- _TASK TO COMPLETE_:
For each statement, say yes or no according to the text on HEB and quote its deciding words: 1. HEB organizes the Thaipusam festival. 2. The Gift from the Heart programme provides tuition subsidies to Hindu students. 3. Since 2012, the Sivadas-HEB Tertiary Bursary Scheme has disbursed money to fewer than 1,000 students.

- _EXTRACT_:
HEB is responsible for organizing major Hindu festivals like Thaipusam and Firewalking. It also helps other Hindu temples in Singapore on staff matters, religious issues and getting land for relocation of temples. HEB actively supports and is involved in inter religious activities and community service projects organized by the various religious groups in Singapore.

HEB administers the Sivadas-HEB Education Fund, which provides bursaries and tuition subsidies to underprivileged Hindu students, and the Gift from the Heart programme, which provides monthly provisions to disadvantaged Hindu families. Since 2012, the Sivadas-HEB Tertiary Bursary Scheme has disbursed over $5 million to more than 2,000 students.

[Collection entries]
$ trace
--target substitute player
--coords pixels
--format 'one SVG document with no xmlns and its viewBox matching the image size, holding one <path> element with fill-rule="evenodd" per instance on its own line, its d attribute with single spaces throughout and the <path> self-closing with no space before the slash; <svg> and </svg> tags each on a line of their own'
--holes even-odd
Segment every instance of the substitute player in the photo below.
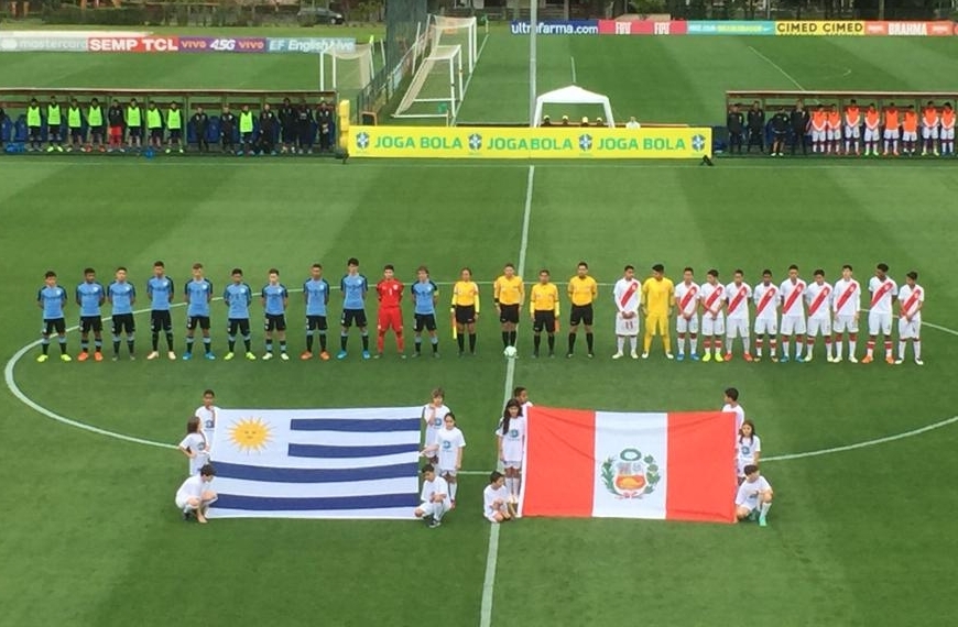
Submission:
<svg viewBox="0 0 958 627">
<path fill-rule="evenodd" d="M 36 356 L 36 361 L 43 363 L 50 359 L 50 336 L 54 332 L 59 342 L 59 360 L 73 361 L 66 353 L 66 318 L 63 315 L 67 301 L 66 289 L 56 284 L 56 273 L 52 270 L 43 275 L 43 287 L 36 293 L 36 306 L 43 311 L 41 353 Z"/>
<path fill-rule="evenodd" d="M 825 360 L 831 363 L 835 361 L 835 358 L 831 356 L 831 286 L 825 283 L 824 270 L 816 270 L 813 276 L 814 280 L 805 288 L 805 302 L 808 305 L 805 361 L 812 361 L 815 352 L 815 338 L 821 333 L 825 340 Z"/>
<path fill-rule="evenodd" d="M 905 361 L 905 346 L 908 342 L 915 353 L 915 363 L 925 365 L 922 361 L 922 307 L 925 306 L 925 288 L 917 283 L 915 271 L 905 275 L 905 284 L 899 289 L 899 359 L 895 364 Z"/>
<path fill-rule="evenodd" d="M 319 359 L 326 361 L 326 308 L 329 305 L 329 283 L 323 278 L 323 264 L 314 263 L 309 267 L 309 278 L 303 283 L 303 298 L 306 299 L 306 350 L 301 360 L 313 358 L 313 341 L 319 334 Z"/>
<path fill-rule="evenodd" d="M 589 359 L 596 356 L 592 344 L 592 302 L 599 295 L 599 284 L 589 276 L 589 264 L 579 262 L 576 266 L 576 275 L 569 279 L 568 286 L 571 310 L 569 311 L 569 351 L 567 358 L 571 358 L 576 351 L 576 338 L 579 333 L 579 324 L 586 327 L 586 354 Z"/>
<path fill-rule="evenodd" d="M 519 310 L 525 300 L 525 286 L 522 277 L 515 276 L 515 266 L 511 263 L 505 264 L 502 276 L 492 284 L 492 300 L 502 324 L 502 348 L 514 346 Z"/>
<path fill-rule="evenodd" d="M 738 337 L 742 338 L 742 359 L 747 362 L 752 361 L 752 346 L 751 339 L 749 338 L 749 302 L 752 300 L 752 288 L 744 283 L 744 273 L 741 270 L 737 270 L 732 274 L 732 282 L 726 286 L 726 298 L 729 301 L 726 308 L 726 328 L 728 329 L 726 336 L 726 361 L 732 359 L 732 349 Z"/>
<path fill-rule="evenodd" d="M 613 360 L 621 359 L 625 348 L 625 338 L 629 338 L 630 356 L 639 359 L 639 304 L 642 293 L 642 284 L 635 278 L 635 267 L 627 265 L 622 278 L 616 282 L 612 289 L 612 298 L 616 299 L 616 343 L 618 350 L 612 355 Z"/>
<path fill-rule="evenodd" d="M 665 276 L 665 266 L 652 266 L 652 276 L 642 284 L 642 312 L 645 315 L 645 340 L 642 359 L 649 359 L 652 337 L 662 336 L 662 349 L 666 359 L 672 359 L 672 340 L 668 337 L 668 318 L 675 302 L 675 284 Z"/>
<path fill-rule="evenodd" d="M 755 300 L 755 361 L 762 359 L 762 336 L 769 340 L 772 361 L 779 361 L 779 288 L 772 283 L 772 271 L 762 272 L 762 282 L 752 290 Z"/>
<path fill-rule="evenodd" d="M 243 271 L 235 267 L 230 273 L 232 283 L 226 286 L 222 290 L 222 302 L 226 305 L 227 329 L 226 339 L 227 348 L 229 349 L 224 360 L 230 361 L 236 356 L 236 337 L 237 333 L 243 338 L 243 346 L 246 348 L 246 358 L 250 361 L 257 359 L 252 351 L 252 341 L 250 339 L 250 305 L 253 302 L 253 290 L 248 283 L 243 282 Z"/>
<path fill-rule="evenodd" d="M 395 277 L 395 268 L 392 264 L 385 264 L 382 268 L 382 278 L 375 284 L 375 294 L 379 298 L 379 314 L 375 321 L 375 359 L 382 358 L 385 348 L 385 333 L 390 329 L 395 333 L 395 348 L 399 354 L 405 359 L 405 338 L 403 338 L 403 311 L 402 299 L 405 286 Z"/>
<path fill-rule="evenodd" d="M 173 352 L 173 318 L 170 306 L 174 298 L 173 280 L 166 276 L 166 265 L 162 261 L 153 262 L 153 276 L 146 280 L 146 297 L 150 299 L 150 332 L 153 351 L 148 360 L 160 356 L 160 331 L 166 334 L 166 356 L 176 359 Z"/>
<path fill-rule="evenodd" d="M 678 361 L 685 359 L 685 336 L 688 333 L 689 356 L 698 361 L 698 301 L 699 287 L 695 284 L 695 272 L 690 267 L 682 271 L 682 283 L 675 286 L 675 331 L 678 334 Z"/>
<path fill-rule="evenodd" d="M 874 276 L 868 282 L 871 304 L 868 310 L 868 343 L 863 364 L 874 361 L 874 343 L 879 333 L 885 341 L 885 362 L 894 363 L 892 358 L 892 305 L 899 296 L 899 285 L 889 276 L 888 264 L 875 266 Z"/>
<path fill-rule="evenodd" d="M 472 280 L 472 271 L 464 267 L 459 280 L 453 286 L 453 324 L 459 356 L 466 354 L 466 333 L 469 333 L 469 354 L 476 354 L 476 320 L 479 319 L 479 286 Z"/>
<path fill-rule="evenodd" d="M 107 290 L 97 282 L 94 268 L 84 270 L 84 280 L 76 286 L 76 304 L 80 308 L 80 354 L 77 361 L 90 356 L 90 331 L 94 332 L 94 361 L 104 361 L 104 320 L 100 307 L 107 300 Z"/>
<path fill-rule="evenodd" d="M 718 271 L 712 268 L 705 275 L 705 283 L 699 288 L 699 302 L 701 302 L 701 336 L 703 348 L 701 361 L 708 362 L 715 353 L 715 361 L 725 361 L 722 358 L 722 336 L 726 334 L 726 288 L 718 280 Z M 748 323 L 745 324 L 748 329 Z"/>
<path fill-rule="evenodd" d="M 538 283 L 532 286 L 529 298 L 529 315 L 532 317 L 532 356 L 538 358 L 543 330 L 548 336 L 548 356 L 555 356 L 555 329 L 559 317 L 558 288 L 549 280 L 547 270 L 538 271 Z"/>
<path fill-rule="evenodd" d="M 798 277 L 798 266 L 788 266 L 788 278 L 779 286 L 782 301 L 782 363 L 791 359 L 792 337 L 795 337 L 795 361 L 802 363 L 802 337 L 805 327 L 805 282 Z"/>
</svg>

- _RESPONSE FOR THIS EXERCISE_:
1. Yes: "HEB is responsible for organizing major Hindu festivals like Thaipusam and Firewalking."
2. No: "the Gift from the Heart programme, which provides monthly provisions to disadvantaged Hindu families."
3. No: "Since 2012, the Sivadas-HEB Tertiary Bursary Scheme has disbursed over $5 million to more than 2,000 students."